TASK
Please list the countries that the article on newborn deaths below says account for half of the world's newborn deaths.

About 8,000 newborn babies die and another 7,000 are stillborn every day — 2.9 million and 2.6 million per year respectively, according to a review of data from 195 countries published in The Lancet medical journal.
Most of the deaths are avoidable.
“There is an urgent, unmet need to provide timely, high-quality care for both mother and baby around the time of birth,” said study co-author Joy Lawn of the Centre for Maternal Reproductive and Child Health at the London School of Hygiene and Tropical Medicine.
“Each year, one million babies die on their birth day — their only day. Without greater investments to improve birth outcomes, by 2035 there will be 116 million deaths” of mothers, newborns and unborn infants.
About a quarter of a million women worldwide die every year due to complications from carrying or delivering a baby.
The annual cost of expanding prenatal and birth care to 90 percent of women and babies in the world by 2025 would amount to some $5.65 billion (4.1 billion euros) by 2025, said the team — about $1.15 per person living in the 75 countries of the world with the highest burden.
They calculated such expansion could save the lives of 1.9 million newborns and 160,000 women, and prevent 820,000 stillbirths per year by 2025.
This would amount to just under $2,000 spent per life saved — which the researchers said amounted to a triple to quadruple return on investment in terms of labour capital preserved and other benefits.
Proper care involves prenatal examinations, assistance at birth, adequate nutrition after delivery, promotion of breastfeeding, infection control, as well as access to medicine, skilled midwives and nurses and timely specialist care.
Half of the world’s newborn deaths occurred in five countries: India (779,000), Nigeria (276,000), Pakistan (202,400), China (157,000) and the Democratic Republic of Congo (118,000), the study said.
“A preterm baby is at least 11 times more likely to die if born in Africa than in Europe or North America,” said the researchers.
On current trends, it would be more than 110 years before a baby born in Africa has the same chances of survival as one born in North America or Europe.
The researchers said stillbirths were an “invisible” problem — as most never got a birth or death certificate and were not factored into targets for reducing infant deaths.
Many newborns also were never documented.
“This fatalism, lack of attention, and lack of investment are the reasons behind lagging progress in reducing newborn deaths — and even slower for progress in reducing stillbirths,” said Lawn.
“In reality, these deaths are nearly all preventable.”
The UN is targeting a two-thirds reduction of under-five mortality between 1990 and 2015.

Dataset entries
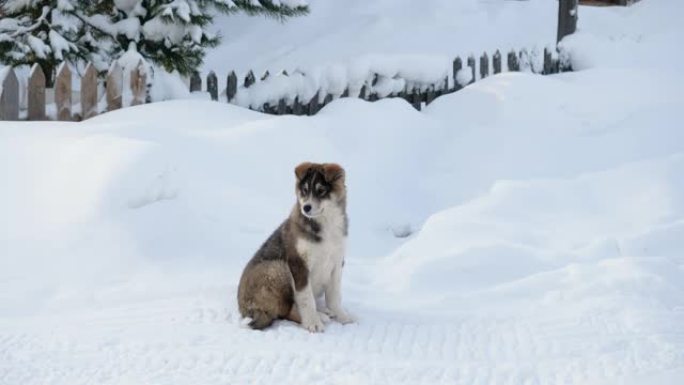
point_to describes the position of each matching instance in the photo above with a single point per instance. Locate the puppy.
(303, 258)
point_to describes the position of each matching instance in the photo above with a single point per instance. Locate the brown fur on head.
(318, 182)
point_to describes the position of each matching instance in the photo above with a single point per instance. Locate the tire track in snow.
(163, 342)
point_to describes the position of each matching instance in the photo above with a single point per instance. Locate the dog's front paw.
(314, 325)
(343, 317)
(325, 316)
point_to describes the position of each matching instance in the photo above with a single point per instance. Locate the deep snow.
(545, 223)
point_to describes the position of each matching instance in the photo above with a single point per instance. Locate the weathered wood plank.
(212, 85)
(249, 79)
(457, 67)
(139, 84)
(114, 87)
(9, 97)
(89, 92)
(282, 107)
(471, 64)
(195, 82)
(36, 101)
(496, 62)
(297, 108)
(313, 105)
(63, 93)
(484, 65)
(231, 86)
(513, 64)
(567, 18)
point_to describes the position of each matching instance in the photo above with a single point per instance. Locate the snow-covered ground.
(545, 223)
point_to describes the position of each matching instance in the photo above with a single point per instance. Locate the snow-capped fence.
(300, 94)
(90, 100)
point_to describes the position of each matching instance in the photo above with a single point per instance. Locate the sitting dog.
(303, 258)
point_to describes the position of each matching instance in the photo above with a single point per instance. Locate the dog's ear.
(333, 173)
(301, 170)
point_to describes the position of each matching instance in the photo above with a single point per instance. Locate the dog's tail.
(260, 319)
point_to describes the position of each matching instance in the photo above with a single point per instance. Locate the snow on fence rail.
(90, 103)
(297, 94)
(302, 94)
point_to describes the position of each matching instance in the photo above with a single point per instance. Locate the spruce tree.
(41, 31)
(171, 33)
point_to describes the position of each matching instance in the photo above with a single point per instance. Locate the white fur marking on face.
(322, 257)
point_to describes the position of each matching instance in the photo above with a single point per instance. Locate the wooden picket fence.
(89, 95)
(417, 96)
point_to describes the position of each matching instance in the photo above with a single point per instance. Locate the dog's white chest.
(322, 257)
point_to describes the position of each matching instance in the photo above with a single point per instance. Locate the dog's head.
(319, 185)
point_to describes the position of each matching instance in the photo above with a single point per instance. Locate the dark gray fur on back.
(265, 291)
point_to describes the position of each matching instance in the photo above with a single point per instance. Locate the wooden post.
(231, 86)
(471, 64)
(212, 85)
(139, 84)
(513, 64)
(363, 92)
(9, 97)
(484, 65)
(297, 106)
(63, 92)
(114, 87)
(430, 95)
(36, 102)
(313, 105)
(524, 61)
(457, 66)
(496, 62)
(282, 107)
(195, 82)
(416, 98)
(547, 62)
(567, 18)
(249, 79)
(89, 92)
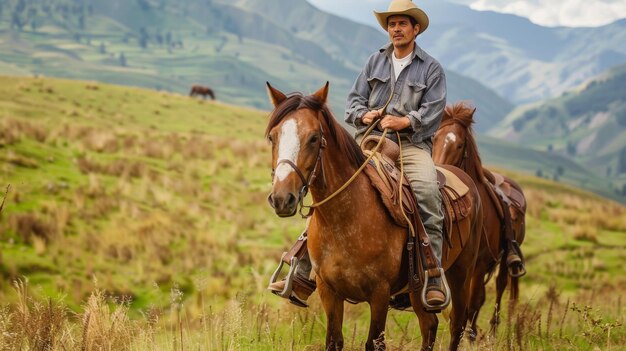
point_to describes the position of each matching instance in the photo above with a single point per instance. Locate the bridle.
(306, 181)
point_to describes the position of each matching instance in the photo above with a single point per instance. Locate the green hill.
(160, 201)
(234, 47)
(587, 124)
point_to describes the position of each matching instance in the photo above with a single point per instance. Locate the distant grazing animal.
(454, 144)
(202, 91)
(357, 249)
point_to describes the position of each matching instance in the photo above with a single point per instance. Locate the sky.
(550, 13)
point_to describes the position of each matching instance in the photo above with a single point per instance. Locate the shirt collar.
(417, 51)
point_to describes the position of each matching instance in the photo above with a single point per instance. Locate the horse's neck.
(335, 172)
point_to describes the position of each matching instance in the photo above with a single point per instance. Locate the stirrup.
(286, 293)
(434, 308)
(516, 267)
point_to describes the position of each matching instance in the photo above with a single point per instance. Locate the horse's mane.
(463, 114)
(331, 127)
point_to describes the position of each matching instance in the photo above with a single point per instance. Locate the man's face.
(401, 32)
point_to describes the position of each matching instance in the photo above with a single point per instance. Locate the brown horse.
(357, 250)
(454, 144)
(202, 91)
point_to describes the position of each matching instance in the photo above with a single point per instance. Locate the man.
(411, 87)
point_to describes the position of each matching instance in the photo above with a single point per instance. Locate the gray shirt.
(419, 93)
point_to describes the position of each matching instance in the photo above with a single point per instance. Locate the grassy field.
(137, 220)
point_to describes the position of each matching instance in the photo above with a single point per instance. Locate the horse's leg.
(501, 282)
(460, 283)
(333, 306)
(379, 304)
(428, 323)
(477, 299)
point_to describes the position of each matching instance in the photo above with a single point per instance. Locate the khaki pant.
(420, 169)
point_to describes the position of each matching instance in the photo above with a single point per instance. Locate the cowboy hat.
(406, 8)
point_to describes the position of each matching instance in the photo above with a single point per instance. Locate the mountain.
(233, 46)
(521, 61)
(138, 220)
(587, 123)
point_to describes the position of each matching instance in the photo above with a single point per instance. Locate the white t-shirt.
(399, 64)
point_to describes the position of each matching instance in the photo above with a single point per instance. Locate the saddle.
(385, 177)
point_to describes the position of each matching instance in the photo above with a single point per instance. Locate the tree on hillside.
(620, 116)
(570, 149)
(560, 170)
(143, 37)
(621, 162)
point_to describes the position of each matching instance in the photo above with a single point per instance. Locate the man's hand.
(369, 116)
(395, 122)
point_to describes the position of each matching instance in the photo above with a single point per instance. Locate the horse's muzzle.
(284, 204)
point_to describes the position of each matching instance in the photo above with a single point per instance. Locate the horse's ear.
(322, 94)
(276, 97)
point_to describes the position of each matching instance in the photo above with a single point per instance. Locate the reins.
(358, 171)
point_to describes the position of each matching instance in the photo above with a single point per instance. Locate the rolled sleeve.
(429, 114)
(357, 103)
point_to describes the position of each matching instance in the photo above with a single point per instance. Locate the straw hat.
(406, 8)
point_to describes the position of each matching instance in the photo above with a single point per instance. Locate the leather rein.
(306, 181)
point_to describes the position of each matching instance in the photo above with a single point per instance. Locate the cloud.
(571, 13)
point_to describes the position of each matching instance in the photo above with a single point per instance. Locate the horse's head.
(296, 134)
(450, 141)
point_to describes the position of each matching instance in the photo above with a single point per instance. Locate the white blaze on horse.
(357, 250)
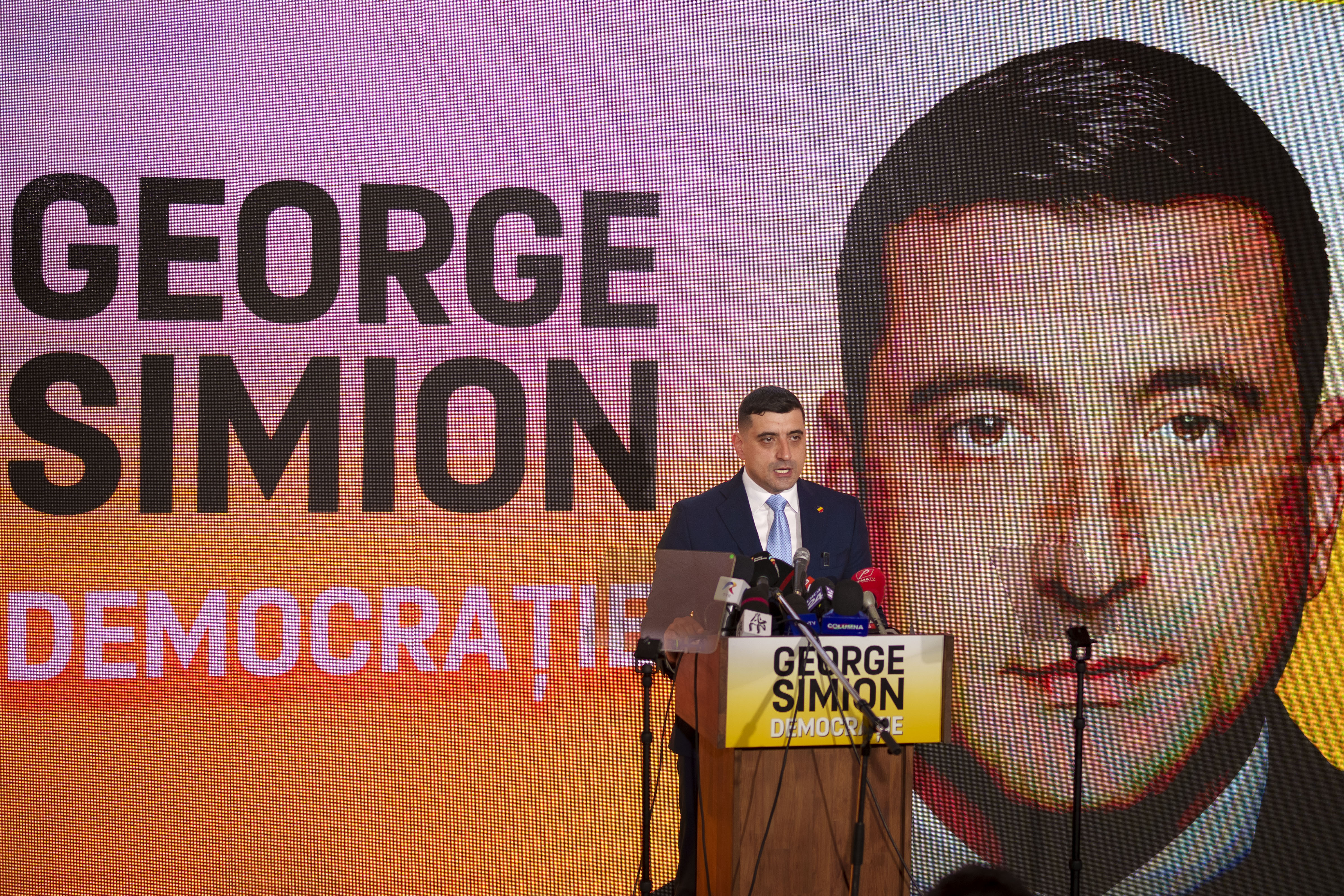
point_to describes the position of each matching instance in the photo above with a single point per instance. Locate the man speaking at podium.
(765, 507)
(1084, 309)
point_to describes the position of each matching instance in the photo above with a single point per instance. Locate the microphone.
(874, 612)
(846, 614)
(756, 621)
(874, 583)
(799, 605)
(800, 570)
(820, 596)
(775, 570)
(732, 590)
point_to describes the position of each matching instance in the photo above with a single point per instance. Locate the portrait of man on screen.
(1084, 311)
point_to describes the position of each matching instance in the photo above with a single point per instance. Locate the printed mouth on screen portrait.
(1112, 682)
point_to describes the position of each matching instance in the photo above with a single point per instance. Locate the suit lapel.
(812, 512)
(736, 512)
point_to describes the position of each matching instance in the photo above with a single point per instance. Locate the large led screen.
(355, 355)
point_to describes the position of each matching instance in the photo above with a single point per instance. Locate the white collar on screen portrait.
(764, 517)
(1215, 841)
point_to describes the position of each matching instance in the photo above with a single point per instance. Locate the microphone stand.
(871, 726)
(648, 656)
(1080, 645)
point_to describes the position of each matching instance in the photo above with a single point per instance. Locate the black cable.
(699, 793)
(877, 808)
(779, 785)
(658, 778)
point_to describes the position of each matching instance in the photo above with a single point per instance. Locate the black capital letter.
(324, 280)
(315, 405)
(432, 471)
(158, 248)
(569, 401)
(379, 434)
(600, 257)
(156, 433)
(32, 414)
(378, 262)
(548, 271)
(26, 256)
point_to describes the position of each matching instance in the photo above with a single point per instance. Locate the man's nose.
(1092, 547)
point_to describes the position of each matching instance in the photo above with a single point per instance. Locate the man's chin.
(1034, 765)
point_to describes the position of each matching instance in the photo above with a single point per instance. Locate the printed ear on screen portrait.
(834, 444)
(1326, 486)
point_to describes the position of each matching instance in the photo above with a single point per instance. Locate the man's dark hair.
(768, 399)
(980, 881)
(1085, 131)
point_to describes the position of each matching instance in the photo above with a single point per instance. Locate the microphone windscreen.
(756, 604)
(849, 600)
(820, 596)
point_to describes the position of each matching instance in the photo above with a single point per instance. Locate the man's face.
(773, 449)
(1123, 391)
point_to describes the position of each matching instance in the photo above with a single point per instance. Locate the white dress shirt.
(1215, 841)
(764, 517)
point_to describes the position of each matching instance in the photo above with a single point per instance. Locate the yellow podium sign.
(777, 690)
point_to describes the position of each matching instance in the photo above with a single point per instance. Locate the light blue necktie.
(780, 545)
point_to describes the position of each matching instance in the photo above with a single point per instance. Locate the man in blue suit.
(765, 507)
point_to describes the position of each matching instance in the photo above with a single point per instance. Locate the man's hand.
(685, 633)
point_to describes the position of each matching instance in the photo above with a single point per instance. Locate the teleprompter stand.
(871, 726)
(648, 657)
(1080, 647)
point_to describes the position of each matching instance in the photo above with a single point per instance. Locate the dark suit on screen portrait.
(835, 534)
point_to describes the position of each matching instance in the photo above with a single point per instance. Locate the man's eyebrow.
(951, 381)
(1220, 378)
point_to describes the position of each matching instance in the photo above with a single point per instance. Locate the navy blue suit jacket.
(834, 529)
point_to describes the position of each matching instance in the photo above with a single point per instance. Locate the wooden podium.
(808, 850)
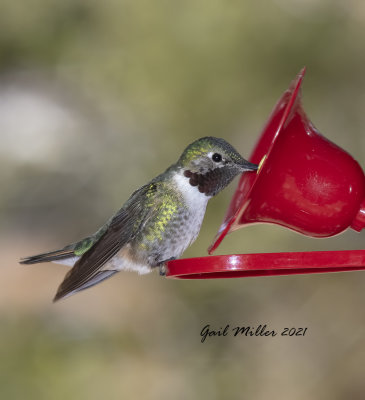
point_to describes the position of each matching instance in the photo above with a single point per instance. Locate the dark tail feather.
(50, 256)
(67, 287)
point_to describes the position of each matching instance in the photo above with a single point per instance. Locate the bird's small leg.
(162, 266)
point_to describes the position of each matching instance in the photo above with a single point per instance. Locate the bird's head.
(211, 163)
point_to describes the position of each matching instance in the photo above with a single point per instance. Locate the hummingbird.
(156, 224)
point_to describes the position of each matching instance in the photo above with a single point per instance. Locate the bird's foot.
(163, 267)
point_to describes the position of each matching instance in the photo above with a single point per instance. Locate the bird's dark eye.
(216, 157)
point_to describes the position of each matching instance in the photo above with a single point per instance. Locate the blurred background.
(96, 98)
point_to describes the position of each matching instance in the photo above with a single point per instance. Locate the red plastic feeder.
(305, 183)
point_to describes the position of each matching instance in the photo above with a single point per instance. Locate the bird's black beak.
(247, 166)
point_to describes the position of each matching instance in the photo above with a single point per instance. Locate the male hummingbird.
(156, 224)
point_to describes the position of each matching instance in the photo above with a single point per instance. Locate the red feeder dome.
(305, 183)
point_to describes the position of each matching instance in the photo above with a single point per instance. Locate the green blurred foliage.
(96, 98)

PROBLEM SOLUTION
India, Nigeria, Pakistan, China and the Democratic Republic of Congo.